■ WHAT NEEDS TO BE DONE: State how many lines of the records contain the word "dark". Case counts, and the reply is that number alone.

■ GIVEN INFORMATION:
* Start *

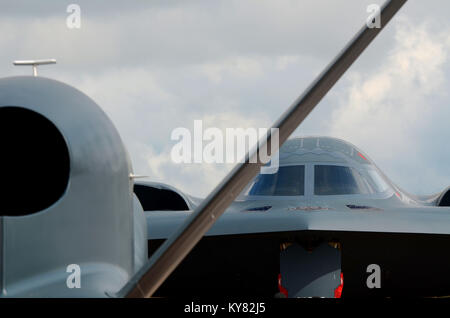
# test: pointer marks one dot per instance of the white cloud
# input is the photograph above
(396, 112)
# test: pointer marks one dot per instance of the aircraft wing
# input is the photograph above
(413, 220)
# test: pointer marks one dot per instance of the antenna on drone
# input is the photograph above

* End *
* Start *

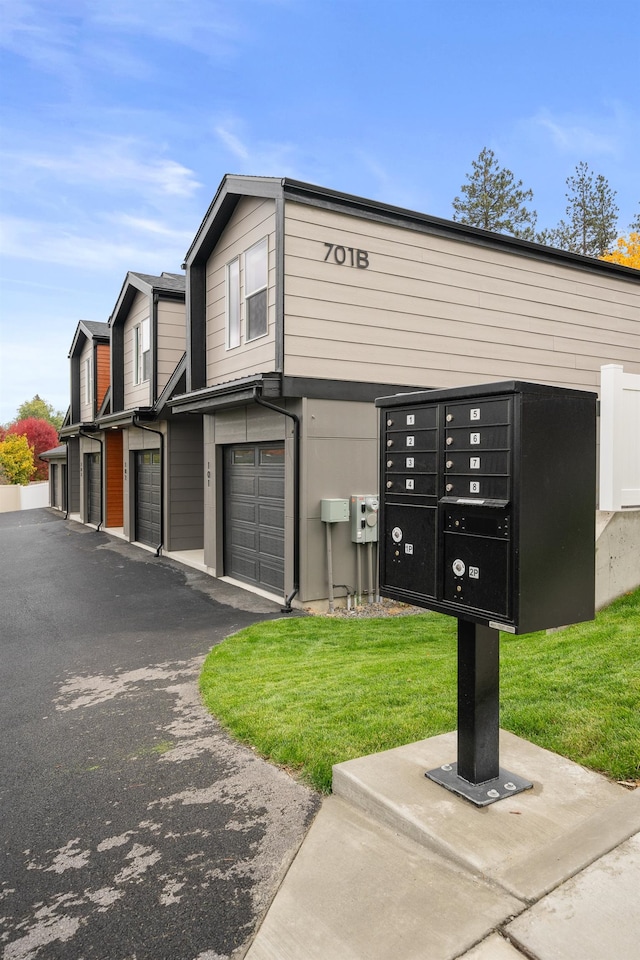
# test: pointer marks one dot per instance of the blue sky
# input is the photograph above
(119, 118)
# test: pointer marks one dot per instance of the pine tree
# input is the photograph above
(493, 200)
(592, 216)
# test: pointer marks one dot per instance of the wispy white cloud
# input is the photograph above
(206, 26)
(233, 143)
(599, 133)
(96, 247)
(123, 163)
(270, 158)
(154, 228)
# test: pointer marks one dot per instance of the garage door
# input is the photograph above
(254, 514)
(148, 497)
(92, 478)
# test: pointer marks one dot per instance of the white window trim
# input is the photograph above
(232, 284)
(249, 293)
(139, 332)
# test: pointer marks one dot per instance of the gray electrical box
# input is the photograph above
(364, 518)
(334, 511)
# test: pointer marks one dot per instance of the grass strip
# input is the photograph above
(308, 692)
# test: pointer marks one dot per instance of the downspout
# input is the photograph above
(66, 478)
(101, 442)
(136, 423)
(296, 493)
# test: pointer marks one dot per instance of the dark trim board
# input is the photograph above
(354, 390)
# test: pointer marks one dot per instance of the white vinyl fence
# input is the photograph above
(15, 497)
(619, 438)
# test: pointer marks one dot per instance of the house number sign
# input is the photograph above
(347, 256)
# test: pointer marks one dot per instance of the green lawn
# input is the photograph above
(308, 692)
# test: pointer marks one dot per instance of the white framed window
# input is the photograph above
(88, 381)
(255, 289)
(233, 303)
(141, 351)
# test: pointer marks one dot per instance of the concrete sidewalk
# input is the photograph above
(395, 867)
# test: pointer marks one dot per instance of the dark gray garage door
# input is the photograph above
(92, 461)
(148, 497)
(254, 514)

* End *
* Start *

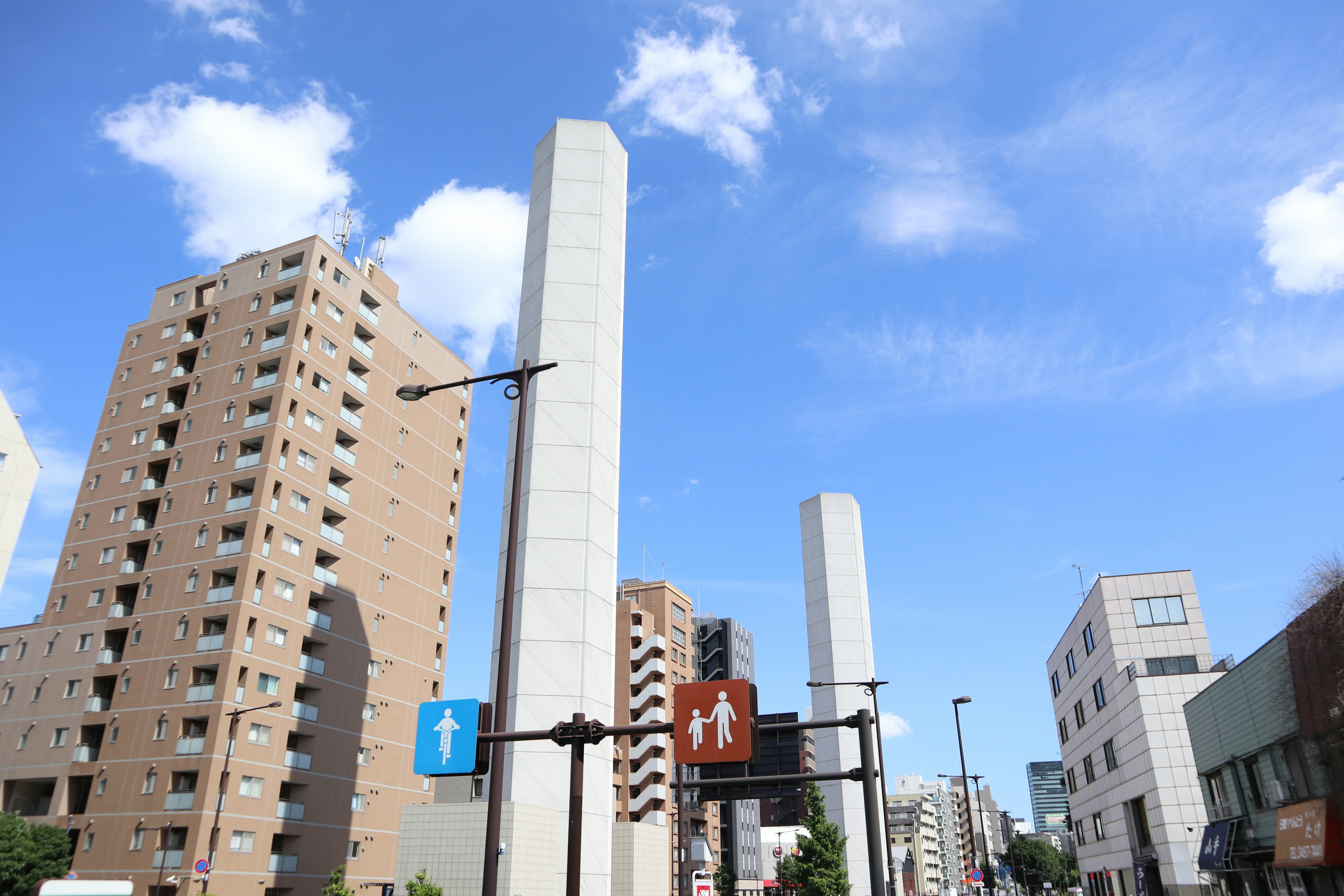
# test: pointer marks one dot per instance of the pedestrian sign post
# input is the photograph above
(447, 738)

* End *

■ RESULT BELOW: 2